— Problem to solve —
Output the section of the blog post on the Cochabamba burn clinic that starts with "For our first" and goes on through "of the city.", word for word.

— Excerpted passage —
-=-=-=-=-

We have now been in Cochabamba for over 2 weeks, and as you can see from Alex's post we have been fortunate to witness a lot of diverse pathology you wouldn't normally see in the US. In this blog, I would like to highlight my first week in the Burn Clinic OR, and then (on a lighter note) tell you about a trip that Alix, Alex and I took last weekend to a Bolivian national park called Toro Toro, just 5 hours south of Cochabamba. Forewarning, this blog will be a little bit graphic.
For our first rotations, Barb somewhat delegated what part of the hospital we would work in. It was decided that due to my quasi intelligible Spanish, I would start off in the Pediatric Burn OR, where nobody speaks a lick of English. Dr. Romero is the main doc in charge of the Burn Clinic... this is his domain. In fact, Dr. Romero started the clinic himself 20 years ago, recognizing that there was no such treatment center for children in all of the city.
A little bit about the types of burns we see in the pediatric burn unit. Surrounding Cochabamba is an expanse of very poor, very underserved homes that they refer to as "El Campo" (literally translates to the field). We have passed through this area on our various excursions. The living conditions are substandard, and many people from El Campo come to our hospital because it is free and public, instead of one of the other private hospitals in the city. Just as a side note, our hospital is a teaching hospital, so we constantly interact with medical students, interns, and residents.
The women in these areas are not allowed to use birth control of any kind (which one can easily buy from any pharmacy for cheap). In fact, I was told today that for these people, the use of birth control indicates promiscuity, and upon discovery can result in severe domestic violence from husbands. This means that these women often have LOTS of mouths to feed (could be more than 10!) and not a lot of time to supervise their children. Additionally, the substandard housing is such that one room suffices as kitchen/sleep/play area. Thus, at a very young age (let's say 6), children are left unattended to watch their brothers and sisters and cook for their families. They are constantly playing amongst the numerous dangers of the kitchen, and their real enemy in this case: hot water.
The majority of burns I saw in the clinic last week were from hot water. Most often, the children were playing in the kitchen unattended, grabbed pot handles, and dumped scalding hot water on themselves. Its a travesty to look into their deep brown eyes and think how much pain they have already endured, at no real fault of their own.
Moving onto the surgery itself. Sterility is attempted in the OR, and if it is maintained I do not know. No stainless steel scrubbed walls here. People walk in and out frequently. Blankets and saline solution are heated on radiators that are placed cumbersomely throughout the room. I don't mean to say that it is really that bad. There is still much of the necessary technology needed to give general anesthesia/heart moniters/etc. In fact, I was pleasantly surprised by how well equipped they seemed to be.

-=-=-=-=-

Dataset entries:

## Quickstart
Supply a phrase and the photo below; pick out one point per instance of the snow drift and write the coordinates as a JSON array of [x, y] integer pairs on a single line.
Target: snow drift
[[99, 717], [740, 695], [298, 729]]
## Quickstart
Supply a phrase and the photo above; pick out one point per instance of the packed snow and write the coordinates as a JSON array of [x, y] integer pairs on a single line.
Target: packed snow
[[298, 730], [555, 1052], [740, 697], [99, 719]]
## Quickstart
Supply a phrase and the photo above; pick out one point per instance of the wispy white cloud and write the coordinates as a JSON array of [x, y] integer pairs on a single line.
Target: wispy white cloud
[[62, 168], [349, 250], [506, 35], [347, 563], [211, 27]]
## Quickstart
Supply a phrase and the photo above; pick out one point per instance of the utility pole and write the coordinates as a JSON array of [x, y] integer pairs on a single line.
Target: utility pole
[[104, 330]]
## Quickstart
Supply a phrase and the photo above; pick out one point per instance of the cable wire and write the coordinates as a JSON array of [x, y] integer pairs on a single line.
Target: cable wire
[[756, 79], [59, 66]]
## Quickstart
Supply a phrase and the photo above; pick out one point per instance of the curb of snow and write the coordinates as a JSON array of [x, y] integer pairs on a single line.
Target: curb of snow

-=-=-=-=-

— The completed task —
For our first rotations, Barb somewhat delegated what part of the hospital we would work in. It was decided that due to my quasi intelligible Spanish, I would start off in the Pediatric Burn OR, where nobody speaks a lick of English. Dr. Romero is the main doc in charge of the Burn Clinic... this is his domain. In fact, Dr. Romero started the clinic himself 20 years ago, recognizing that there was no such treatment center for children in all of the city.